● EXPLORA EL MATERIAL
a – Contesta estas preguntas sobre el texto acerca del dinero que deja un Oscar:
(i) ¿Por qué precio tiene que ofrecer el ganador la estatuilla a la Academia antes de venderla?
(ii) ¿Qué nombre le da la industria al fenómeno que convierte el prestigio en contratos millonarios?
(iii) ¿De cuánto puede ser, más o menos, el aumento de sueldo al ganar el premio al mejor actor?
b – Sigue escribiendo el texto sobre el dinero que deja un Oscar a partir de su última frase.

╭─ FRAGMENTO

Michael B. Jordan, ganador del Oscar al mejor actor por Los pecadores
Premios Oscar 2026
Cuánto dinero recibe realmente un actor cuando gana un Oscar
Además del salario base, el Oscar otorga un poder de negociación inmenso para exigir lo que se conoce como puntos de taquilla
Aunque la imagen de un actor sosteniendo la estatuilla dorada es el símbolo máximo del éxito profesional, lo cierto es que la Academia no entrega ni un solo euro en metálico junto al premio. De hecho, técnicamente, la estatuilla ni el oro que la recubre pertenecen legalmente al ganador en un sentido comercial.
Las normas estrictas de la Academia prohíben a los galardonados vender el trofeo sin ofrecérselo primero a la organización por el precio simbólico de un dólar. Sin embargo, el verdadero valor económico de un Oscar no reside en el objeto, sino en lo que la industria denomina el efecto multiplicador, un fenómeno que transforma el prestigio en contratos millonarios a corto y largo plazo.
Tras la reciente gala de los Oscar 2026, los agentes de los ganadores ya han comenzado a renegociar cachés bajo la premisa de que tener un premio de la Academia garantiza una mayor recaudación en taquilla. Históricamente, ganar el premio al mejor actor puede suponer un incremento salarial de aproximadamente 3,9 millones de dólares en sus siguientes proyectos.

╰─
╭─ MATERIAL APORTADO

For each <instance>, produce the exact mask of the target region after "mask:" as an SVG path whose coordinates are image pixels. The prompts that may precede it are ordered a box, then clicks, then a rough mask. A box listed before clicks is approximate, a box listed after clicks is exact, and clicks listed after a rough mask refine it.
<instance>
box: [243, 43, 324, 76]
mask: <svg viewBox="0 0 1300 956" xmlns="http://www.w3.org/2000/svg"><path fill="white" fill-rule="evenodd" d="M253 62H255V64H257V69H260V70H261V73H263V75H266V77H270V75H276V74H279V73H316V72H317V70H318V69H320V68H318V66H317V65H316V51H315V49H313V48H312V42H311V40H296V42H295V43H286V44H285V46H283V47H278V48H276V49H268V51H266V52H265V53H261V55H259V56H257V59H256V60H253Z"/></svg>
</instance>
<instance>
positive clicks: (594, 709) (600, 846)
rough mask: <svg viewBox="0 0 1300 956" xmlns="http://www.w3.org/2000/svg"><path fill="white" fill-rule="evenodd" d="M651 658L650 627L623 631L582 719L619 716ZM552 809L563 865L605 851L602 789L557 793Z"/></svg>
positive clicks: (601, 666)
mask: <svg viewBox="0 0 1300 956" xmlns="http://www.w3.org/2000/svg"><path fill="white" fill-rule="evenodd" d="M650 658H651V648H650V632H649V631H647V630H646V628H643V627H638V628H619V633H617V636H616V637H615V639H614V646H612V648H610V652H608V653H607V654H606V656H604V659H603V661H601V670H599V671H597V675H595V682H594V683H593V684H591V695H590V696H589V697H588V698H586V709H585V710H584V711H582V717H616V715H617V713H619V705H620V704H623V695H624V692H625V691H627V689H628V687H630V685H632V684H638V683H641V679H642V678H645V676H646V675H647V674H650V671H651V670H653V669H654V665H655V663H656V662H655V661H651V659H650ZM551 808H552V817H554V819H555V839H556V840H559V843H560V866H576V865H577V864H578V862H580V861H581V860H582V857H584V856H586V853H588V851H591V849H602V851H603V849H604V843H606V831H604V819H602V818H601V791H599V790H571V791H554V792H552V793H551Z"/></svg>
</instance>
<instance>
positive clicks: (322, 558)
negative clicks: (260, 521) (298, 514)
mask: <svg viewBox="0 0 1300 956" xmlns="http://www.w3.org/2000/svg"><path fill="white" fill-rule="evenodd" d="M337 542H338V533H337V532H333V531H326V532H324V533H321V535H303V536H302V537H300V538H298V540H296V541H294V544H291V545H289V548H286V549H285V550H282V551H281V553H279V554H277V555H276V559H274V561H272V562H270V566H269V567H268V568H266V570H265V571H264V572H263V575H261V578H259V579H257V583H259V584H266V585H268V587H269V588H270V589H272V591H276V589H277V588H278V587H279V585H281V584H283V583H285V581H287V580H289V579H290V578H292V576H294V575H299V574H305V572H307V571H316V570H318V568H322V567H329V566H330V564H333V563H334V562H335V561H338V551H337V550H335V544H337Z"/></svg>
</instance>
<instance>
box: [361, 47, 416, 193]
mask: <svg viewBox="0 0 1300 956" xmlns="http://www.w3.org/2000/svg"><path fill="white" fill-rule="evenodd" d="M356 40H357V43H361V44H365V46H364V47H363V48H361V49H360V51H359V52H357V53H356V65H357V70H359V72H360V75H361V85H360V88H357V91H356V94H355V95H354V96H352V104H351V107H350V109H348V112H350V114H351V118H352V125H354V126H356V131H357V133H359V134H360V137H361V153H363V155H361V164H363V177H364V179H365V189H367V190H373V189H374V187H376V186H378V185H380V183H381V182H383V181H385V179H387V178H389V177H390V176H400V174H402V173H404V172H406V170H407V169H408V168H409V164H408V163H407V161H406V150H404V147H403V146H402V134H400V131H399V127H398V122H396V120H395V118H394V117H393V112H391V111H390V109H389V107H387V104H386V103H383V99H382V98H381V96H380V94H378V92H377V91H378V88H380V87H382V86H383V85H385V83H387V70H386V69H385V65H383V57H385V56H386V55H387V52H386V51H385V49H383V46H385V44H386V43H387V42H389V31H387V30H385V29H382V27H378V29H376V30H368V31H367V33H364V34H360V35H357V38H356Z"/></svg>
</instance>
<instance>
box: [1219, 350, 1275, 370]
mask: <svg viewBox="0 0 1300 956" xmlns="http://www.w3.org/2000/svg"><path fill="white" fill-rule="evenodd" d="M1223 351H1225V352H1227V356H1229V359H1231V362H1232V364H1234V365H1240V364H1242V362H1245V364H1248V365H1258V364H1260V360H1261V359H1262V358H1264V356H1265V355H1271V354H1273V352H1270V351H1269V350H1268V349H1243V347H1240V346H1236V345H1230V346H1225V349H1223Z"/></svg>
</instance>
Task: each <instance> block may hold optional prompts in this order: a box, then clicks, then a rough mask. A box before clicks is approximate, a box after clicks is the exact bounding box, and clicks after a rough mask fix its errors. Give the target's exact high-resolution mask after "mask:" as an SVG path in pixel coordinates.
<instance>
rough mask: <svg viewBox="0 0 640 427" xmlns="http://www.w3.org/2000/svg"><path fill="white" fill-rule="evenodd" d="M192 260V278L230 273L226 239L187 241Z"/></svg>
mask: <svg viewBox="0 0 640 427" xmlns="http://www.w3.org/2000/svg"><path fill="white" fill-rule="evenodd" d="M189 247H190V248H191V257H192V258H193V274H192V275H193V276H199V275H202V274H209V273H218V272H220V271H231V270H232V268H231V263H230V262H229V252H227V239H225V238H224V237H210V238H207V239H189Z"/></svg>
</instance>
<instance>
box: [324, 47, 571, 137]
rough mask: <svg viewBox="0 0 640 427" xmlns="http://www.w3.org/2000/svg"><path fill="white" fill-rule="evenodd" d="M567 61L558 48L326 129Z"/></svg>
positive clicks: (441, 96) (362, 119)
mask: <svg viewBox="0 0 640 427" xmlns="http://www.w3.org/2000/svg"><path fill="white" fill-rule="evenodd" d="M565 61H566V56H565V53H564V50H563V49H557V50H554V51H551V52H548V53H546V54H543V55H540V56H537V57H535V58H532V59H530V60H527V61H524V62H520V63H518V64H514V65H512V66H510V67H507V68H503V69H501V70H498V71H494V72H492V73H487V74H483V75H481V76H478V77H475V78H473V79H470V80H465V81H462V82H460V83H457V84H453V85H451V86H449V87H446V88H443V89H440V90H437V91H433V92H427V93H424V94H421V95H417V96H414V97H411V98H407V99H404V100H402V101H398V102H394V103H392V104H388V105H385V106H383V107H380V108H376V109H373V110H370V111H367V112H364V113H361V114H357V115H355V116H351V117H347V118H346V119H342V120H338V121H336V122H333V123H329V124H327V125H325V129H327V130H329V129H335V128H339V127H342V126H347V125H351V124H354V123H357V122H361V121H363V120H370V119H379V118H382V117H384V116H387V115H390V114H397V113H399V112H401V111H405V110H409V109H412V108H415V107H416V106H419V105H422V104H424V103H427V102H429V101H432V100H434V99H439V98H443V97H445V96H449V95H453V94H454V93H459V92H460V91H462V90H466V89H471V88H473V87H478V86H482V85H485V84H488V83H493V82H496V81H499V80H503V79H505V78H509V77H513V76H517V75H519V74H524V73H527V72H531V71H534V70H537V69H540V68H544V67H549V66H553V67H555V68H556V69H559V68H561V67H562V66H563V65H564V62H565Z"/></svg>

╰─

● RESPUESTAS POR NÚMERO
a –
(i) Por el precio simbólico de un dólar.
(ii) Efecto multiplicador.
(iii) De aproximadamente 3,9 millones de dólares en sus siguientes proyectos.

b –
No obstante, la realidad para las actrices ha sido tradicionalmente distinta, con aumentos que rondan los 500.000 dólares, una disparidad que sigue reflejando las brechas salariales estructurales de la industria a pesar de los esfuerzos por la equidad.
Longevidad y un estatus de élite
Además del salario base, el Oscar otorga un poder de negociación inmenso para exigir lo que se conoce como puntos de taquilla, es decir, un porcentaje de los beneficios brutos de la película, lo que puede elevar las ganancias finales a sumas astronómicas. También está la famosa bolsa de regalos para los nominados, valorada este año en más de 170.000 dólares.
Aunque incluye experiencias de lujo y productos exclusivos, para los actores no es dinero «limpio», ya que deben declarar el valor total ante Hacienda y pagar los impuestos correspondientes como si de un ingreso se tratara.
En resumen, el Oscar no llena la cuenta corriente de forma inmediata, sino que es una póliza de seguro que garantiza longevidad y un estatus de élite en las negociaciones de los años venideros.